__Page text__:
** begin **

Yes some other program/library/API etc connected to the python one

> Well, sure. And there might be some other
> program that misuses buffer sizes, SQL queries, or shell invocations,
> and makes your overall system vulnerable to buffer overruns or
> injection attacks. These are significantly more likely AND more
> serious than UTF-16 misuses. And you still have not proven anything
> about SMP characters being a problem, but only that code can be
> broken. Broken code is still broken code, no matter what your actual
> brokenness.

Roy Smith (and many other links Ive cited) prove exactly that - an
SMP character broke the code.

Note: I have no objection to people supporting full unicode 7.
Im just saying it may be significantly harder than just "Use python3 and you are done"

[toc] | [prev] | [next] | [standalone]

#87026

From	Steven D'Aprano <steve+comp.lang.python@pearwood.info>
Date	2015-03-07 01:50 +1100
Message-ID	<54f9bea1$0$12994$c3e8da3$5496439d@news.astraweb.com>
In reply to	#87001

Rustom Mody wrote:

> On Friday, March 6, 2015 at 10:50:35 AM UTC+5:30, Chris Angelico wrote:

[snip example of an analogous situation with NULs]

> Strawman.

Sigh. If I had a dollar for every time somebody cried "Strawman!" when what
they really should say is "Yes, that's a good argument, I'm afraid I can't
argue against it, at least not without considerable thought", I'd be a
wealthy man...

> Lets please stick to UTF-16 shall we?
> 
> Now tell me:
> - Is it broken or not?

The UTF-16 standard is not broken. It is a perfectly adequate variable-width
encoding, and considerably better than most other variable-width encodings.

However, many implementations of UTF-16 are faulty, and assume a
fixed-width. *That* is broken, not UTF-16.

(The difference between specification and implementation is critical.)

> - Is it widely used or not?

It's quite widely used.

> - Should programmers be careful of it or not?

Programmers should be aware whether or not any specific language uses UTF-16
and whether the implementation is buggy. That will help them decide whether
or not to use that language.

> - Should programmers be warned about it or not?

I'm in favour of people having more knowledge rather than less. I don't
believe that ignorance is bliss, except perhaps in the case that a giant
asteroid the size of Texas is heading straight for us.

Programmers should be aware of the limitations or bugs in any UTF-16
implementation they are likely to run into. Hence my general
recommendation:

- For transmission over networks or storage on permanent media (e.g. the
content of text files), use UTF-8. It is well-implemented by nearly all
languages that support Unicode, as far as I know.

- If you are designing your own language, your implementation of Unicode
strings should use something like Python's FSR, or UTF-8 with tweaks to
make string indexing O(1) rather than O(N), or correctly-implemented
UTF-16, or even UTF-32 if you have the memory. (Choices, choices.) If, in
2015, you design your Unicode implementation as if UTF-16 is a fixed 2-byte
per code point format, you fail.

- If you are using an existing language, be aware of any bugs and
limitations in its Unicode implementation. You may or may not be able to
work around them, but at least you can decide whether or not you wish to
try.

** end **

__Data__:
** begin **

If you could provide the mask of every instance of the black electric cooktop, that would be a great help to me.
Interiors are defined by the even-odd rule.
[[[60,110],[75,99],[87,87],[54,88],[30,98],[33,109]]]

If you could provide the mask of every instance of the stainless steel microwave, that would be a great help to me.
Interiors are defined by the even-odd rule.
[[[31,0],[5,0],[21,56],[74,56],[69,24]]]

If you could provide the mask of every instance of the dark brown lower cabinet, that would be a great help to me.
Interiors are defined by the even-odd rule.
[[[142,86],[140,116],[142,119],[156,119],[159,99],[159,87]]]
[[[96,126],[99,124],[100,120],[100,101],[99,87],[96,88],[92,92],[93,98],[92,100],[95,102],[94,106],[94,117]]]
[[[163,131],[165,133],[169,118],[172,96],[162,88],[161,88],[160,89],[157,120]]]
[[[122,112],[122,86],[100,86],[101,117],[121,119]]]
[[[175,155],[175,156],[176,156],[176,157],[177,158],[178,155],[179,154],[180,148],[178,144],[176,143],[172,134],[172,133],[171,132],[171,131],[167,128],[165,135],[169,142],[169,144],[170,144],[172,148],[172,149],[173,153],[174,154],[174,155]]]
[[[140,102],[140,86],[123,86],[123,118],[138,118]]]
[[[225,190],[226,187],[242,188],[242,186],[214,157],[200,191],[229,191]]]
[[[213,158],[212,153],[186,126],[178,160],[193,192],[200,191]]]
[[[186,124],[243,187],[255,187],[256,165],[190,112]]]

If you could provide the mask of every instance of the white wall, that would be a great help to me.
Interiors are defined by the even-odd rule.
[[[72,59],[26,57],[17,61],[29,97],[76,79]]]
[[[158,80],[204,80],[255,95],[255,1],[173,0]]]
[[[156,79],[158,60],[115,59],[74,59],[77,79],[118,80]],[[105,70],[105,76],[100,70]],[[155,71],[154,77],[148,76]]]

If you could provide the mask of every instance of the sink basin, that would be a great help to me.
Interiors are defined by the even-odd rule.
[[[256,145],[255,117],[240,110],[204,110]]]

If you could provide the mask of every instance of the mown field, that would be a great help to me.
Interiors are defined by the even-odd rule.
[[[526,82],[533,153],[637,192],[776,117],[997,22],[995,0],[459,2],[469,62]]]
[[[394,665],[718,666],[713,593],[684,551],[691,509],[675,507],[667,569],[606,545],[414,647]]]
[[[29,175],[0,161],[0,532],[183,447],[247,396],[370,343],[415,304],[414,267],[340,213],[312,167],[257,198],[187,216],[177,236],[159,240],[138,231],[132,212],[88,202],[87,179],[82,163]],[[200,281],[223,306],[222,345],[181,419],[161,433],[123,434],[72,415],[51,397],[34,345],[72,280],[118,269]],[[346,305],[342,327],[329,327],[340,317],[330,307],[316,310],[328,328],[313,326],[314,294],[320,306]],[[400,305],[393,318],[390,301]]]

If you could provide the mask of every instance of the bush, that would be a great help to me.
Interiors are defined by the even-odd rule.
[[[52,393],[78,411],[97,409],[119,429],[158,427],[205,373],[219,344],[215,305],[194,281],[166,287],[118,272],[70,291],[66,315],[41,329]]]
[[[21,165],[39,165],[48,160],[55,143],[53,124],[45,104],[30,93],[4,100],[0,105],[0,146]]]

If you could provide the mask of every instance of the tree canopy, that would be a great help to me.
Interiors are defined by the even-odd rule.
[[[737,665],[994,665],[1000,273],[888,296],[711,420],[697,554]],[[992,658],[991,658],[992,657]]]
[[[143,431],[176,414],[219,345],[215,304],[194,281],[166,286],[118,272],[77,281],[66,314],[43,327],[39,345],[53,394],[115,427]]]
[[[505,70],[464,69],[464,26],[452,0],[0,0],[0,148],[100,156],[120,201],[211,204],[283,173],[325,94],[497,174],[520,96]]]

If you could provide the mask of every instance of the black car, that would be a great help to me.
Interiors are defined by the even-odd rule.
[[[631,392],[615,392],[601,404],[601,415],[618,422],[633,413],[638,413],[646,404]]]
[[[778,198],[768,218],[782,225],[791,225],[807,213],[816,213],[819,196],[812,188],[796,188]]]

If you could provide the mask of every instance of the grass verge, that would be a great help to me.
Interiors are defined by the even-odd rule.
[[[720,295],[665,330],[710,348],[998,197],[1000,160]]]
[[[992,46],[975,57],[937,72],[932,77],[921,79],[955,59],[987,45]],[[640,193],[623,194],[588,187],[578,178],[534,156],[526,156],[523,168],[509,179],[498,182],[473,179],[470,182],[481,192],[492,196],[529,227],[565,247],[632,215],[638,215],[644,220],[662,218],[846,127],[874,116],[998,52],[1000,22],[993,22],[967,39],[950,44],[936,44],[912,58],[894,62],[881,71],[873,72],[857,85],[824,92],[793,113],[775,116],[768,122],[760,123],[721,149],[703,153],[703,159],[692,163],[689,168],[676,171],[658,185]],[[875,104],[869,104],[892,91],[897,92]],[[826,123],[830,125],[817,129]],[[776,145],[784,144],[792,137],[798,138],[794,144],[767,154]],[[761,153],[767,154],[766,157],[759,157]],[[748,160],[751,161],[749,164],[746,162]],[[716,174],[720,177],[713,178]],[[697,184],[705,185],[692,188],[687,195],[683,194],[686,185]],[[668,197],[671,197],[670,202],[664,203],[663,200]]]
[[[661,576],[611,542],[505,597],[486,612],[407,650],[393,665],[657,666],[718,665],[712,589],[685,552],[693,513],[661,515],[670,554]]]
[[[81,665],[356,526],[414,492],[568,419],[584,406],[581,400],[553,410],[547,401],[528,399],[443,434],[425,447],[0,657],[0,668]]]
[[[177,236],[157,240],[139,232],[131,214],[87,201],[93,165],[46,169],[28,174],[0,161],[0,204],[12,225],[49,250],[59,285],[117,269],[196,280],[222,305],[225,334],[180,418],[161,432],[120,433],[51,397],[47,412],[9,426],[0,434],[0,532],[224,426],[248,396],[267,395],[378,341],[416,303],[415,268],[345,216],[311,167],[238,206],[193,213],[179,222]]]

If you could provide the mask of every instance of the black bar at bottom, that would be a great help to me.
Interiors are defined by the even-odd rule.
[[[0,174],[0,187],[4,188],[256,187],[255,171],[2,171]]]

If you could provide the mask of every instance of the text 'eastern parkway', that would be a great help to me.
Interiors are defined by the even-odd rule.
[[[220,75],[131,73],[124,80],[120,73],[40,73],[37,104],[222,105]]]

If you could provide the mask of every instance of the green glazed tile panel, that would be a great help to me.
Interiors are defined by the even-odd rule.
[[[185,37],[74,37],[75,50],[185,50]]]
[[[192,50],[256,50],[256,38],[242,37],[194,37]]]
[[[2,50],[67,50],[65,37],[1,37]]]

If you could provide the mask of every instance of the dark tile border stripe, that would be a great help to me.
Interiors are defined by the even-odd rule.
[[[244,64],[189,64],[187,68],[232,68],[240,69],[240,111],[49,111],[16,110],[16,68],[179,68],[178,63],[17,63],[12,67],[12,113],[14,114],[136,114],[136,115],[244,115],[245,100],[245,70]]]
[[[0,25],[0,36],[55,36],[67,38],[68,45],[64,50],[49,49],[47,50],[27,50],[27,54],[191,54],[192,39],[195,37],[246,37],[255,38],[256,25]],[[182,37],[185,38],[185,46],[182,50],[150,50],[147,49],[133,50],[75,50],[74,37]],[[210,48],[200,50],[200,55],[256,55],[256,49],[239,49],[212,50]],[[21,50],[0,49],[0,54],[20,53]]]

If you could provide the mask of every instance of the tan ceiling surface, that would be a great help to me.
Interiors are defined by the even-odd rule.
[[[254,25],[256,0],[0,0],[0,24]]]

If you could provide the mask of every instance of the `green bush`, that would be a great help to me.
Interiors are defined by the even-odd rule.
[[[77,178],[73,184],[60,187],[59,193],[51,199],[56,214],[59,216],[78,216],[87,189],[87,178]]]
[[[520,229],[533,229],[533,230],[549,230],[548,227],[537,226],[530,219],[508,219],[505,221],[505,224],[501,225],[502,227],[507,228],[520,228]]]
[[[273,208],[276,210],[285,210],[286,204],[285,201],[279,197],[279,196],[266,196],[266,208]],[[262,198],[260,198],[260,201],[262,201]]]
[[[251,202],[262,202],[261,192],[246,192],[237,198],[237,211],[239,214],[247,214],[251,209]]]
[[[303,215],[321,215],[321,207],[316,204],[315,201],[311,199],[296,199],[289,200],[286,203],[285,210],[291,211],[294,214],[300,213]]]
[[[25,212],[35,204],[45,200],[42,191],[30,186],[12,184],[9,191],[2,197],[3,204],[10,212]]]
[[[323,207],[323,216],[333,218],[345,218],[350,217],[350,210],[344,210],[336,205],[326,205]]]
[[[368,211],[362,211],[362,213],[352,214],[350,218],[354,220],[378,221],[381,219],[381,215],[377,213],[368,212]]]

** end **

__Requests__:
a. In the UTF-16 thread, which encoding does the recommendation give for sending text over networks or storing it on permanent media?
b. Write the next part of the UTF-16 thread, picking up after its last sentence.
The records aren't needed for anything here.

__Answers by task__:
a. UTF-8.

b.
- If you are writing your own file system layer, it's 2015 fer fecks sake,
file names should be Unicode strings, not bytes! (That's one part of the
Unix model that needs to die.) You can use UTF-8 or UTF-16 in the file
system, whichever you please, but again remember that both are
variable-width formats.

-- 
Steven

[toc] | [prev] | [next] | [standalone]

#87027

From	Chris Angelico <rosuav@gmail.com>
Date	2015-03-07 02:27 +1100
Message-ID	<mailman.114.1425655645.21433.python-list@python.org>
In reply to	#87026

On Sat, Mar 7, 2015 at 1:50 AM, Steven D'Aprano
<steve+comp.lang.python@pearwood.info> wrote:
> Rustom Mody wrote:
>
>> On Friday, March 6, 2015 at 10:50:35 AM UTC+5:30, Chris Angelico wrote:
>
> [snip example of an analogous situation with NULs]
>
>> Strawman.
>
> Sigh. If I had a dollar for every time somebody cried "Strawman!" when what
> they really should say is "Yes, that's a good argument, I'm afraid I can't
> argue against it, at least not without considerable thought", I'd be a
> wealthy man...

If I had a dollar for every time anyone said "If I had <insert
currency unit here> for every time...", I'd go meta all day long and
profit from it... :)

> - If you are writing your own file system layer, it's 2015 fer fecks sake,
> file names should be Unicode strings, not bytes! (That's one part of the
> Unix model that needs to die.) You can use UTF-8 or UTF-16 in the file
> system, whichever you please, but again remember that both are
> variable-width formats.

I agree that that part of the Unix model needs to change, but there
are two viable ways to move forward:

1) Keep file names as bytes, but mandate that they be valid UTF-8
streams, and recommend that they be decoded UTF-8 for display to a
human
2) Change the entire protocol stack from the file system upwards so
that file names become Unicode strings.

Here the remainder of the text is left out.